--- start ---
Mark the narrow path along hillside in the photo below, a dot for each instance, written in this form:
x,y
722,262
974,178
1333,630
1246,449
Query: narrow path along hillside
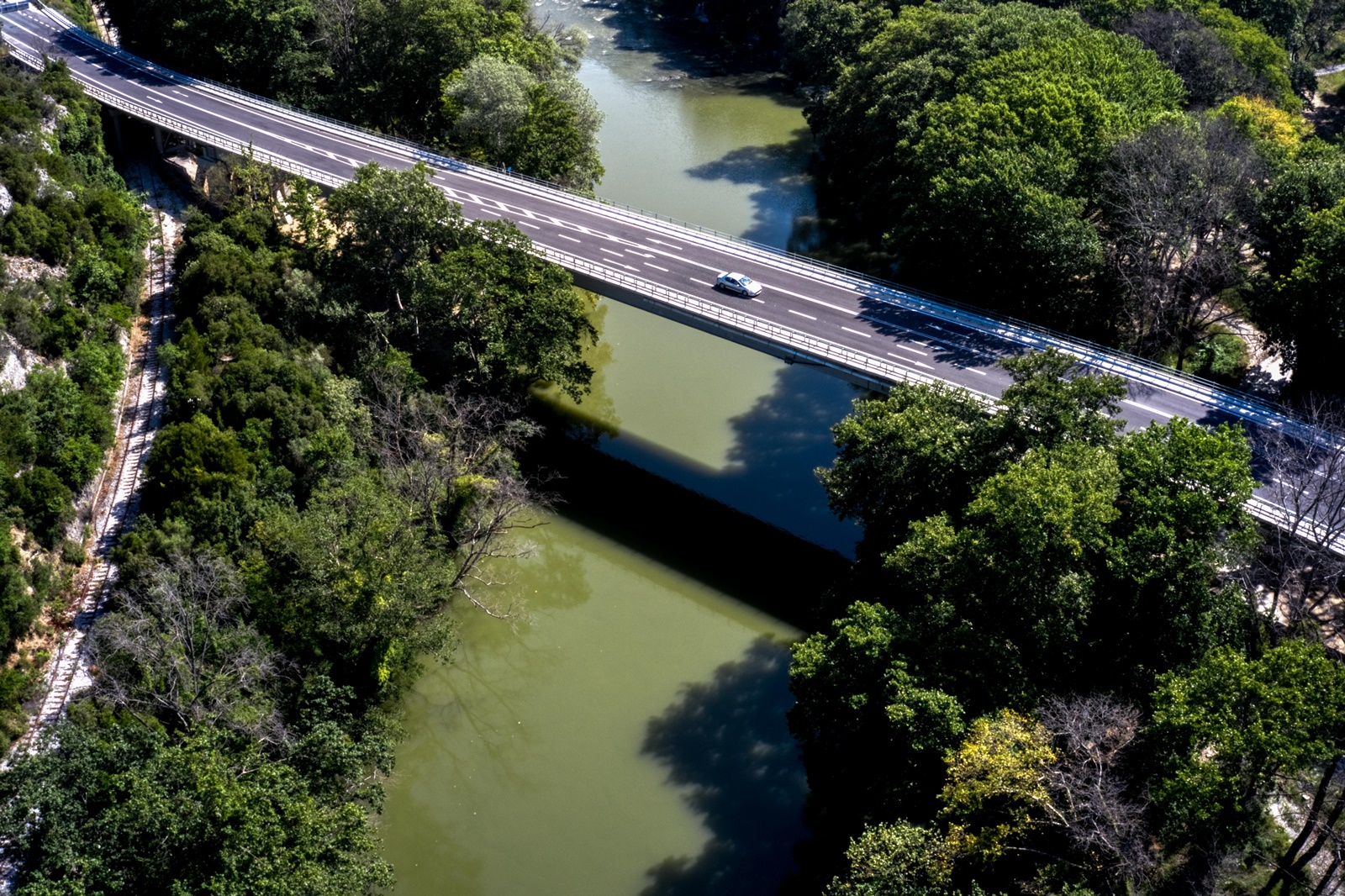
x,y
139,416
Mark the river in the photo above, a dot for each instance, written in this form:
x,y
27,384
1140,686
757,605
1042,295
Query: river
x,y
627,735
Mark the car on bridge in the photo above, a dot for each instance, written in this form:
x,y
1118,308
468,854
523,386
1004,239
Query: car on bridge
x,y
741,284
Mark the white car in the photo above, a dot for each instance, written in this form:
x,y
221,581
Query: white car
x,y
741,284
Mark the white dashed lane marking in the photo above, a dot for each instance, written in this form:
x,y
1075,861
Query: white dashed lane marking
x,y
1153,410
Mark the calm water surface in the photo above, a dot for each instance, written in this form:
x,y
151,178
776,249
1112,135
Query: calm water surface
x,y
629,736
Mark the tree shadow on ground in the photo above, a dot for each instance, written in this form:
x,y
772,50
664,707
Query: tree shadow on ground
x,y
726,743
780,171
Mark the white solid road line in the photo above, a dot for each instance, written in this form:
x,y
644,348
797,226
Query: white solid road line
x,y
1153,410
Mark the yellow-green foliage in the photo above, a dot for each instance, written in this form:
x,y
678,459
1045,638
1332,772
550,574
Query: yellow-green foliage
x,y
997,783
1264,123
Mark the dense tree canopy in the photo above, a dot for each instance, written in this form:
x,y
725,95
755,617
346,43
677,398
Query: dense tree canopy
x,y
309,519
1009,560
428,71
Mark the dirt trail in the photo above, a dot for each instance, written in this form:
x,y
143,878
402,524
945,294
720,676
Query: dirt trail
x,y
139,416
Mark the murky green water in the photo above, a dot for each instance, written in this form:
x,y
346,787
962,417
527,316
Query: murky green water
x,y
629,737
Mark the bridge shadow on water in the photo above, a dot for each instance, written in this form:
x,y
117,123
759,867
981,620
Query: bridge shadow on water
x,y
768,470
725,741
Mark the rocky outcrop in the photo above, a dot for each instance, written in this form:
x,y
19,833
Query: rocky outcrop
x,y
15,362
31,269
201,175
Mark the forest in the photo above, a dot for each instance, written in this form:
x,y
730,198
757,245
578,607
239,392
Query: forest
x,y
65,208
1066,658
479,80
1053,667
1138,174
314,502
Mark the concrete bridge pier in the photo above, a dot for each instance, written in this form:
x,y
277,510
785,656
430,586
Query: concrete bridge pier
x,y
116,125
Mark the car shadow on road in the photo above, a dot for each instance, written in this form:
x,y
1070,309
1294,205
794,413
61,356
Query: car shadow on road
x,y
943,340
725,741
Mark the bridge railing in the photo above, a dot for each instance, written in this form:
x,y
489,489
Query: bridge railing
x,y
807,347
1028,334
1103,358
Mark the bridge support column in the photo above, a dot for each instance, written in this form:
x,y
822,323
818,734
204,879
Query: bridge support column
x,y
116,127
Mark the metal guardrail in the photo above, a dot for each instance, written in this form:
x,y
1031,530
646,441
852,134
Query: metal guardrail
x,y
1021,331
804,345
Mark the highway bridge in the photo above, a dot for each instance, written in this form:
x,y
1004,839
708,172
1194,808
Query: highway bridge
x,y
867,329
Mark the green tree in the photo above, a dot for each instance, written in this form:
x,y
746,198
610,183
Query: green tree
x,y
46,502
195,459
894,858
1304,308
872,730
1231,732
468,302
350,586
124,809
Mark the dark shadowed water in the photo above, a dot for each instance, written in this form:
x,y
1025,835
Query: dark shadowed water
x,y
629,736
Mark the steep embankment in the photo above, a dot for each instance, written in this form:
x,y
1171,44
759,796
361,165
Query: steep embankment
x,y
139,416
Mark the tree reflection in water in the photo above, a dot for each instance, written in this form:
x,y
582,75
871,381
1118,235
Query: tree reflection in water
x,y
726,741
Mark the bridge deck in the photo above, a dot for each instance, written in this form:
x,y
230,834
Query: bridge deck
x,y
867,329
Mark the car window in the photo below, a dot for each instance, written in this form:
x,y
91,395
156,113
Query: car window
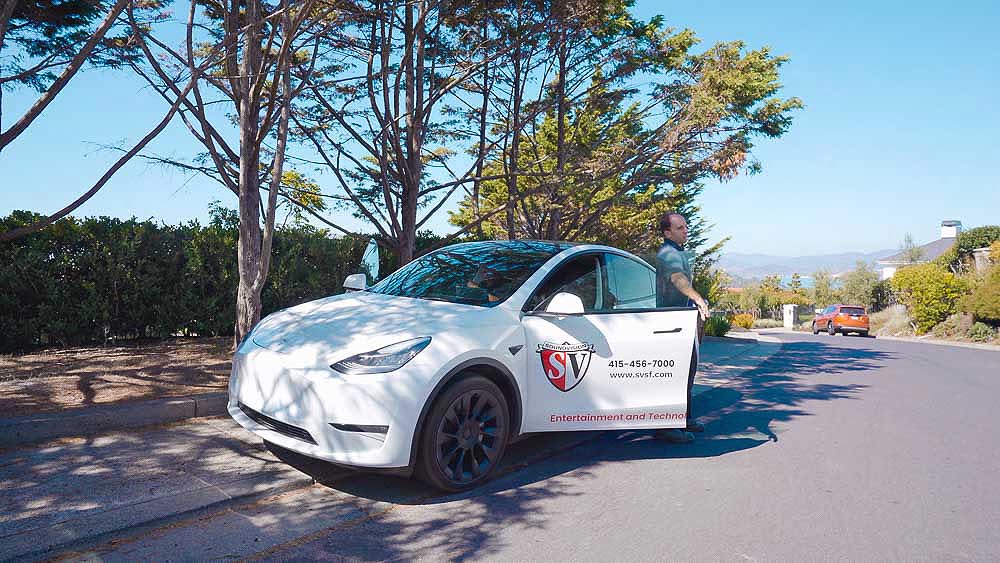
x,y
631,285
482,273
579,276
--- end ---
### PROBLEM TO SOLVE:
Make an exact copy of the records shown above, without the pictures.

### TASK RESULT:
Mark the narrow path along hillside in the photo below, a dot for each instance, written in this form:
x,y
722,262
974,178
1333,630
1246,449
Query: narrow path along hillside
x,y
139,416
Mark the river in the photo above, a dot for each instance, written in this form:
x,y
27,384
1140,686
757,605
1042,295
Query: river
x,y
627,735
Mark the car on bridge in the photo above, a dot for each instance, written in this form:
x,y
1118,308
468,854
523,386
1004,239
Query: car on bridge
x,y
741,284
Mark the white car in the photo above, a dot for each instance, written in this form:
x,y
221,581
Query: white car
x,y
741,284
Mark the white dashed lane marking in the photo above, a dot for each instance, written in this form:
x,y
1075,861
Query: white dashed lane marking
x,y
1153,410
Mark the calm water surface in the photo above, a dot for each instance, written in this form:
x,y
151,178
776,249
1112,135
Query: calm water surface
x,y
629,736
Mark the tree shadow on ground in the photo above, a dot for each instance, written in this form:
x,y
772,50
664,707
Query: tree shadow on ground
x,y
726,743
780,171
Mark the white solid road line in the photo above, a dot for each instance, written in this form:
x,y
644,348
797,226
Query: white solid road line
x,y
1153,410
Mark the yellow-green foliage in the photo above, a dot for each instance, written in this form:
x,y
678,459
1045,638
1332,772
550,574
Query: yellow-green foliage
x,y
997,783
1264,123
Mark the dense tree canopy in the photo above, a dot for each instance, written in this form:
x,y
725,95
755,617
346,43
677,398
Query: dense tree canopy
x,y
309,519
1009,560
428,71
Mark the dirt trail in the photo above, a dot for each instance, written in this form:
x,y
143,878
402,524
945,294
720,676
Query: dirt trail
x,y
139,416
Mark the murky green water in the photo above, a dot for each instance, written in this form:
x,y
346,787
962,417
527,316
Query: murky green water
x,y
629,737
Mark the bridge shadow on water in the photo above, a dot for each instance, written in this form:
x,y
117,123
759,867
981,620
Query: bridge shadow on water
x,y
768,470
725,741
Mark the rocky outcrop in the photo above, a dot for each instance, written in this form:
x,y
19,833
Query: rocky outcrop
x,y
15,362
31,269
201,175
Mark the forest in the photo above, a dot for each instance, written in this form:
x,y
730,198
757,245
578,607
239,392
Query: forest
x,y
65,208
1066,658
479,80
1053,667
1138,174
314,502
Mark the concrete bridge pier in the photo above, a dot for each instance, written in this form:
x,y
277,510
785,656
430,586
Query: concrete bridge pier
x,y
116,125
Mark the car shadow on road in the photo above, a dot for each instance, written in this form:
x,y
1070,309
1294,205
794,413
61,356
Query: car shadow on road
x,y
943,340
725,741
Mark the bridge railing in the photo above, a dot for each instance, written in this form:
x,y
489,489
Query: bridge railing
x,y
807,347
1028,334
1103,358
Mark the bridge support column in the photo above, a dot for each instance, written in this form:
x,y
822,323
818,734
204,879
Query: bridge support column
x,y
116,127
Mark the metal guardrail in the photo above, a dot for each instance, written in this form:
x,y
1031,530
646,441
852,134
Query: metal guardrail
x,y
1021,331
804,345
Mark the highway bridge in the photo above, a dot for each instance, written in this form:
x,y
1004,839
708,172
1194,808
Query: highway bridge
x,y
867,329
Mark the green tree in the photo above, a dot for each instance, written in this form:
x,y
746,198
610,183
Query: green tree
x,y
46,502
195,459
894,858
1304,308
872,730
1231,732
468,302
350,586
124,809
Mark the dark shadowed water in the photo above, a dot for each instance, written in this form:
x,y
1025,835
Query: dark shadowed water
x,y
629,736
Mark the steep embankment in the photo above, a dot for each instance, written in this form:
x,y
1171,44
759,796
361,165
Query: steep embankment
x,y
139,416
Mark the tree reflection in water in the photo above, a dot for each instance, written in this form:
x,y
582,75
871,381
1118,235
Query: tree reflection in water
x,y
726,741
Mark the bridge deck in the photo above, a dot for each instance, written in this form:
x,y
230,834
Query: bridge deck
x,y
867,329
Mark the car window in the photo below, a dot for each instance, written in this form:
x,y
91,395
156,113
Query: car window
x,y
631,285
482,273
579,276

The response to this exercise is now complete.